-------- DATA SHOWN
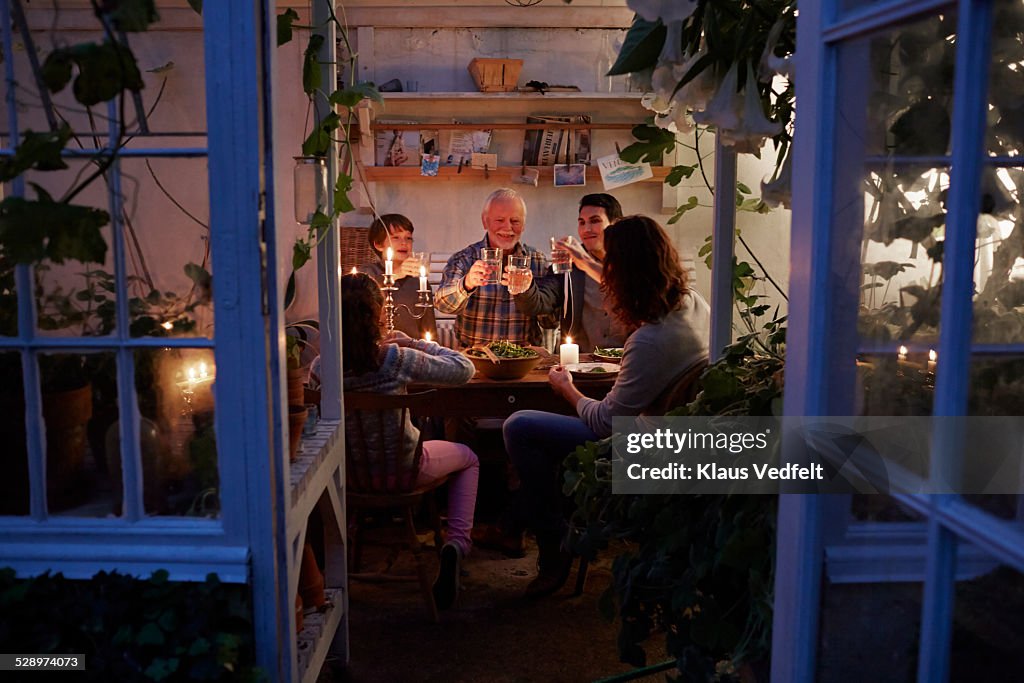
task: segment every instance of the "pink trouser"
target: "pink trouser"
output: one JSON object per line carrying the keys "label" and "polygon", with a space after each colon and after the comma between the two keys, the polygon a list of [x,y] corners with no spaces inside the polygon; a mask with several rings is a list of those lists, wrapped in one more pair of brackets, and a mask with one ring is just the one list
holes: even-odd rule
----------------
-------- DATA SHOWN
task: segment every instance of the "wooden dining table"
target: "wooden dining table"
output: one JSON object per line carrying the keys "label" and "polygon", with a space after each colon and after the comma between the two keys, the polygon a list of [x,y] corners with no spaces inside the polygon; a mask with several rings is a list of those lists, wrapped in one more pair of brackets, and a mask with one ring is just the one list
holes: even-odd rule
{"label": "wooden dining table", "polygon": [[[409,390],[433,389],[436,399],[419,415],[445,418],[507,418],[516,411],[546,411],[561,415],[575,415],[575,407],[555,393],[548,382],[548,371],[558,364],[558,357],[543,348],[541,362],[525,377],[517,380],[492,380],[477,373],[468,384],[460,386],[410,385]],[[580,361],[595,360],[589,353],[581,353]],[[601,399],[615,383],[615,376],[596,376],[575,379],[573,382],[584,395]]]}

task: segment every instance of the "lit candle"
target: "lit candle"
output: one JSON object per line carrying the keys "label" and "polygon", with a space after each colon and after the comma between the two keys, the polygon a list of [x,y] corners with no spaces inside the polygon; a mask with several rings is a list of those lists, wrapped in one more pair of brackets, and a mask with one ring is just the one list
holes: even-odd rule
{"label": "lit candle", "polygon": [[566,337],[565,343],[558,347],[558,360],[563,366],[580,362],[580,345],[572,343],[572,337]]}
----------------
TASK DIRECTIONS — Copy out each line of the material above that contains the word "pink".

OUTPUT FOR THIS TASK —
task: segment every instance of the "pink trouser"
target: "pink trouser"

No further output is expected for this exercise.